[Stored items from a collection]

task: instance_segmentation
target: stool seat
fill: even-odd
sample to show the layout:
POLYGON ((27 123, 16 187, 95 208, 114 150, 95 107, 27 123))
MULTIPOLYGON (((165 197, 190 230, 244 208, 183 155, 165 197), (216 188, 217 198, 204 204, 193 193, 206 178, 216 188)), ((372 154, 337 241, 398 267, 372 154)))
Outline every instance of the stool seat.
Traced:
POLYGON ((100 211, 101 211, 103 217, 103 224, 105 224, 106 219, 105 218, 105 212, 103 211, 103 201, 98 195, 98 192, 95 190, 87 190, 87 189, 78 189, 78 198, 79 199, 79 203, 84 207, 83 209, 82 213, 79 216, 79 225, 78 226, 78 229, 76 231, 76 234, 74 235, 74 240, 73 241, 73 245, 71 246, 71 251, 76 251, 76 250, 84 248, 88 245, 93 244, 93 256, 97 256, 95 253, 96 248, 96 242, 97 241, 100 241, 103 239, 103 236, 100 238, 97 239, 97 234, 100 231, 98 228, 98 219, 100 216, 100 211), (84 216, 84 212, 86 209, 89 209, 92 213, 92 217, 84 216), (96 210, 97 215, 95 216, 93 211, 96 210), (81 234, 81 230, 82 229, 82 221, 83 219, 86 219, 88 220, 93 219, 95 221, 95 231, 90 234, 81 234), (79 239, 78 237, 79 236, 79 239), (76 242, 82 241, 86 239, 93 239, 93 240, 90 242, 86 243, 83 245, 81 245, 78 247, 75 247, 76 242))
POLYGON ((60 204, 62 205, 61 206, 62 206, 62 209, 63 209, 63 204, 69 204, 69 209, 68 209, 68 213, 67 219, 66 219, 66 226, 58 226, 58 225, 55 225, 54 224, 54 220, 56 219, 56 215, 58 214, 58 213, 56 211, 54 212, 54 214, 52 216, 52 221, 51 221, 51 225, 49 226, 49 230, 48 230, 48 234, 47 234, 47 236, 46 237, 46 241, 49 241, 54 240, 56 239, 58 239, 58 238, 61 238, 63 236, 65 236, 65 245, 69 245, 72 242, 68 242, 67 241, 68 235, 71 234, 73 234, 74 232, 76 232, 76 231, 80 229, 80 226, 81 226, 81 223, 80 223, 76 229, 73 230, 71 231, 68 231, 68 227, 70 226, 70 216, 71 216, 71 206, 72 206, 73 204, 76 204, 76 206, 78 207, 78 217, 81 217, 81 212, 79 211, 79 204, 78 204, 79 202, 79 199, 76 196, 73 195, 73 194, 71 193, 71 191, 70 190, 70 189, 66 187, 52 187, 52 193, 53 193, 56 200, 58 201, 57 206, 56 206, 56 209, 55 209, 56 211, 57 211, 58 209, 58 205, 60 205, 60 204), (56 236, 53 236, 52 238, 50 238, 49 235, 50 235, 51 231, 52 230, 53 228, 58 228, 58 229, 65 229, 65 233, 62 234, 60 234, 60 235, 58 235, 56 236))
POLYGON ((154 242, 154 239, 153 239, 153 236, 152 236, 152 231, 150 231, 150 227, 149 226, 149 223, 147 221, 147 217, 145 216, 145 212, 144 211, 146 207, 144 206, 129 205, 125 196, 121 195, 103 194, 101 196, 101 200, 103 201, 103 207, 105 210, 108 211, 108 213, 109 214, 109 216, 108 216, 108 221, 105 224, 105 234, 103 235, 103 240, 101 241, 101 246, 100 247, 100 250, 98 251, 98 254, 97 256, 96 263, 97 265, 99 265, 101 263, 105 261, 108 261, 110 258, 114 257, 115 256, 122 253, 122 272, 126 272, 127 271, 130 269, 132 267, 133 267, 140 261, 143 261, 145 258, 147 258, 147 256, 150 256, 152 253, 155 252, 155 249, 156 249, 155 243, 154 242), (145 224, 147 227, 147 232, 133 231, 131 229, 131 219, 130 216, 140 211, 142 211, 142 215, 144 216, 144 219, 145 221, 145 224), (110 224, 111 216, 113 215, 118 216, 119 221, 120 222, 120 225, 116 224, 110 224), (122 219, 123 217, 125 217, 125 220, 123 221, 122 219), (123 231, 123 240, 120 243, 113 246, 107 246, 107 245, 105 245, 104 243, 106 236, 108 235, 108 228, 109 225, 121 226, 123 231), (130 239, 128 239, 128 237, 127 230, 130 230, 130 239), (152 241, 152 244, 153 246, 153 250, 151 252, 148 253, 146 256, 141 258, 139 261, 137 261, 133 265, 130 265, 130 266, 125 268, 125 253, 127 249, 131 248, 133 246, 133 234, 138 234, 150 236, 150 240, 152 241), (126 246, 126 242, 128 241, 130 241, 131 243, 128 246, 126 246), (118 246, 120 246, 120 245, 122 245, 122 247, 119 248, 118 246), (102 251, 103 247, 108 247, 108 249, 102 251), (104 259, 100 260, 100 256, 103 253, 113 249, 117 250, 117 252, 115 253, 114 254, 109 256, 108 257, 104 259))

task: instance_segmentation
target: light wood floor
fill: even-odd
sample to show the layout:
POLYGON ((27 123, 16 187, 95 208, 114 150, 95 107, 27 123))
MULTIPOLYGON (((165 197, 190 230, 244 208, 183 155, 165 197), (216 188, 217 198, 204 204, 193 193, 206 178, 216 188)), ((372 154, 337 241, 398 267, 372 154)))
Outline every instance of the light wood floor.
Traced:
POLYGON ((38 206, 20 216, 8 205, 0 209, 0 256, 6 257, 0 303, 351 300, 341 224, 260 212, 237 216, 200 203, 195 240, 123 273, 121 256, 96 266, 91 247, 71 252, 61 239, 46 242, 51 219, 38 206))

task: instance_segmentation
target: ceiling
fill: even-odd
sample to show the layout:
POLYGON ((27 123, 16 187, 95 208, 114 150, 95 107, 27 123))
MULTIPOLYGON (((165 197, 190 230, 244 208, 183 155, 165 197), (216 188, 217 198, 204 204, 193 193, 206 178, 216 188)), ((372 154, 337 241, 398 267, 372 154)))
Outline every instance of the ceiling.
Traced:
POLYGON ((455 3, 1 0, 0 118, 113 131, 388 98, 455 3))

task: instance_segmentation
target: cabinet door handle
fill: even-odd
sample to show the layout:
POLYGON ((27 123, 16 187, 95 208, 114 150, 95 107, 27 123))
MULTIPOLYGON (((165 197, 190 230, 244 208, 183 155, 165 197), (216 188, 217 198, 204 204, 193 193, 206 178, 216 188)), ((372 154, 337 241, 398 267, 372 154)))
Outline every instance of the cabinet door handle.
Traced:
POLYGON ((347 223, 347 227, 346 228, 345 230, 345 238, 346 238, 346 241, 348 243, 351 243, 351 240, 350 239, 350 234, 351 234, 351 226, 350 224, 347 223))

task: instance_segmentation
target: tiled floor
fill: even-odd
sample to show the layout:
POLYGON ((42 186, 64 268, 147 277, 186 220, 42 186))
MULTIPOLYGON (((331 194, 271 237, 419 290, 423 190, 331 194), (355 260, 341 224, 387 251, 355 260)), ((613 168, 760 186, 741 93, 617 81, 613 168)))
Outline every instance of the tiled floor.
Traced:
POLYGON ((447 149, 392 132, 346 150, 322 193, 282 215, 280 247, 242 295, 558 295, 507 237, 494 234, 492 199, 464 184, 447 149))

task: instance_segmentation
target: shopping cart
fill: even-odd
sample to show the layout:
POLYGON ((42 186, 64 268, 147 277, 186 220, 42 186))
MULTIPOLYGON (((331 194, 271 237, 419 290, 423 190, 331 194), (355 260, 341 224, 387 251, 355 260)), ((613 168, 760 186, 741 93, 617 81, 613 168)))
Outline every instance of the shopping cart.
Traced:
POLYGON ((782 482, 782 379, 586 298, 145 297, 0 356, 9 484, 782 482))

● **Work instructions**
Write out the complete set of records exactly as given.

● **Response to the task**
task: instance_segmentation
target: stool seat
fill: even-odd
sample to show the layout:
POLYGON ((27 123, 16 187, 95 208, 114 150, 95 107, 27 123))
MULTIPOLYGON (((165 197, 190 230, 244 208, 183 155, 165 197), (216 188, 217 198, 204 204, 193 193, 206 178, 216 188)), ((372 154, 337 241, 398 267, 372 154)))
Outline every instance of the stool seat.
Traced:
POLYGON ((100 211, 101 211, 103 217, 103 224, 105 224, 106 219, 105 218, 105 212, 103 211, 103 201, 98 195, 98 192, 95 190, 87 190, 87 189, 78 189, 78 198, 79 199, 79 203, 84 207, 83 209, 82 213, 79 216, 79 225, 78 226, 78 229, 76 231, 76 234, 74 235, 74 240, 73 241, 73 245, 71 246, 71 251, 76 251, 76 250, 84 248, 88 245, 93 244, 93 256, 97 256, 95 253, 96 248, 96 242, 97 241, 100 241, 103 239, 103 236, 100 238, 97 239, 97 234, 100 231, 98 228, 98 219, 100 216, 100 211), (84 216, 84 212, 86 209, 89 209, 92 213, 92 217, 84 216), (96 210, 97 215, 95 216, 93 211, 96 210), (81 234, 81 230, 82 229, 82 221, 83 219, 86 219, 88 220, 93 219, 95 221, 95 231, 90 234, 81 234), (79 239, 78 237, 79 236, 79 239), (76 242, 82 241, 86 239, 93 239, 93 240, 90 242, 86 243, 83 245, 81 245, 78 247, 75 247, 76 242))
POLYGON ((60 204, 62 205, 61 206, 62 206, 62 209, 63 209, 63 204, 69 204, 69 209, 68 209, 68 213, 67 219, 66 219, 66 226, 58 226, 58 225, 55 225, 54 224, 54 220, 56 219, 56 215, 58 214, 58 213, 56 211, 54 212, 54 214, 52 216, 52 221, 51 221, 51 225, 49 226, 49 230, 48 230, 48 234, 47 234, 47 236, 46 237, 46 241, 49 241, 54 240, 56 239, 58 239, 58 238, 61 238, 63 236, 65 236, 65 245, 69 245, 72 242, 68 242, 67 241, 68 235, 71 234, 73 234, 74 232, 76 232, 76 231, 80 229, 80 226, 81 226, 81 223, 80 223, 76 229, 73 230, 71 231, 68 231, 68 227, 70 226, 70 216, 71 216, 71 206, 72 206, 73 204, 76 204, 76 206, 78 207, 78 217, 81 217, 81 212, 79 211, 79 204, 78 204, 79 202, 79 199, 76 196, 73 195, 73 194, 71 193, 71 191, 70 190, 70 189, 66 187, 52 187, 52 193, 53 193, 56 200, 58 201, 57 206, 56 206, 56 209, 55 209, 56 211, 57 211, 58 209, 58 205, 60 205, 60 204), (56 236, 53 236, 52 238, 50 238, 49 235, 50 235, 51 231, 52 230, 53 228, 58 228, 58 229, 65 229, 65 233, 62 234, 60 234, 60 235, 58 235, 56 236))
POLYGON ((154 242, 154 239, 153 239, 153 236, 152 236, 152 231, 150 231, 150 227, 149 226, 149 223, 147 221, 147 217, 145 216, 145 212, 144 211, 146 207, 144 206, 129 205, 125 196, 121 195, 103 194, 101 196, 101 200, 103 201, 103 207, 105 210, 108 211, 108 213, 109 214, 109 216, 108 216, 108 221, 105 224, 105 234, 103 235, 103 240, 101 241, 101 246, 100 247, 100 250, 98 251, 98 254, 97 256, 96 263, 97 265, 99 265, 101 263, 105 261, 108 261, 110 258, 114 257, 115 256, 122 253, 122 272, 126 272, 127 271, 130 269, 132 267, 133 267, 140 261, 143 261, 145 258, 147 258, 147 256, 150 256, 152 253, 155 252, 155 249, 156 249, 155 243, 154 242), (145 224, 147 227, 147 232, 133 231, 131 229, 131 219, 130 216, 140 211, 142 211, 142 215, 144 216, 144 219, 145 221, 145 224), (110 224, 111 216, 113 215, 118 216, 119 221, 120 222, 120 225, 116 224, 110 224), (122 219, 123 217, 125 217, 125 220, 123 221, 122 219), (123 231, 123 240, 120 243, 113 246, 107 246, 107 245, 105 245, 104 243, 106 236, 108 235, 108 228, 109 225, 121 226, 123 231), (130 239, 128 239, 128 237, 127 230, 130 230, 130 239), (152 241, 152 244, 153 246, 153 250, 151 252, 148 253, 146 256, 141 258, 139 261, 137 261, 133 265, 130 265, 130 266, 125 268, 125 253, 127 249, 131 248, 133 246, 133 234, 138 234, 150 236, 150 240, 152 241), (126 246, 126 242, 128 241, 130 241, 131 243, 128 246, 126 246), (118 246, 120 246, 120 245, 122 245, 122 247, 119 248, 118 246), (102 251, 103 247, 108 247, 108 249, 102 251), (104 259, 100 260, 100 256, 103 253, 113 249, 117 250, 117 252, 115 253, 114 254, 109 256, 108 257, 104 259))

task: instance_segmentation
target: light wood floor
fill: even-odd
sample to show the layout:
POLYGON ((27 123, 16 187, 95 208, 114 150, 95 107, 27 123))
MULTIPOLYGON (((165 197, 190 230, 244 208, 183 155, 165 197), (216 188, 217 198, 204 204, 193 193, 206 178, 216 188)), ((372 154, 337 241, 398 267, 372 154)))
Outline every instance of the light wood floor.
Traced:
POLYGON ((38 206, 20 216, 8 205, 0 209, 0 256, 6 257, 0 303, 351 300, 341 224, 260 212, 237 216, 200 203, 195 240, 123 273, 121 256, 96 266, 91 247, 71 252, 61 239, 46 242, 51 219, 38 206))

task: instance_segmentation
target: ceiling
fill: even-odd
sample to show the layout:
POLYGON ((27 123, 16 187, 95 208, 114 150, 95 107, 27 123))
MULTIPOLYGON (((165 197, 190 230, 244 208, 183 155, 165 197), (216 188, 217 198, 204 204, 193 193, 206 178, 216 188)), ((372 154, 337 241, 398 267, 372 154)))
Outline every instance of the ceiling.
Traced:
POLYGON ((455 3, 1 0, 0 118, 113 131, 388 98, 455 3))

task: instance_segmentation
target: cabinet door handle
fill: even-odd
sample to show the layout:
POLYGON ((27 123, 16 187, 95 208, 114 150, 95 107, 27 123))
MULTIPOLYGON (((165 197, 190 230, 244 208, 183 155, 165 197), (216 188, 217 198, 204 204, 193 193, 206 178, 216 188)), ((372 154, 337 241, 398 267, 372 154)))
Outline every instance of the cabinet door handle.
Traced:
POLYGON ((347 223, 347 227, 346 228, 345 230, 345 238, 346 238, 346 241, 348 243, 351 243, 351 240, 350 239, 350 234, 351 234, 351 226, 350 224, 347 223))

task: instance_segmentation
target: tiled floor
fill: even-odd
sample to show the layout:
POLYGON ((42 186, 64 268, 147 277, 186 220, 42 186))
MULTIPOLYGON (((331 194, 271 237, 419 290, 423 190, 331 194), (355 260, 341 224, 387 251, 355 260)), ((613 168, 760 186, 741 93, 617 81, 613 168)))
Outline every instance of the tiled floor.
Traced:
POLYGON ((447 149, 392 132, 346 150, 322 193, 282 215, 280 247, 242 295, 558 295, 507 237, 494 234, 492 199, 464 184, 447 149))

task: instance_segmentation
target: shopping cart
fill: even-odd
sample to show the layout:
POLYGON ((42 186, 64 268, 147 277, 186 220, 42 186))
MULTIPOLYGON (((331 194, 271 237, 419 290, 423 190, 331 194), (355 260, 341 224, 387 251, 355 260)), ((613 168, 760 186, 741 93, 617 81, 613 168)))
Outline every instance of the shopping cart.
Traced:
POLYGON ((782 482, 782 379, 586 298, 145 297, 0 356, 9 484, 782 482))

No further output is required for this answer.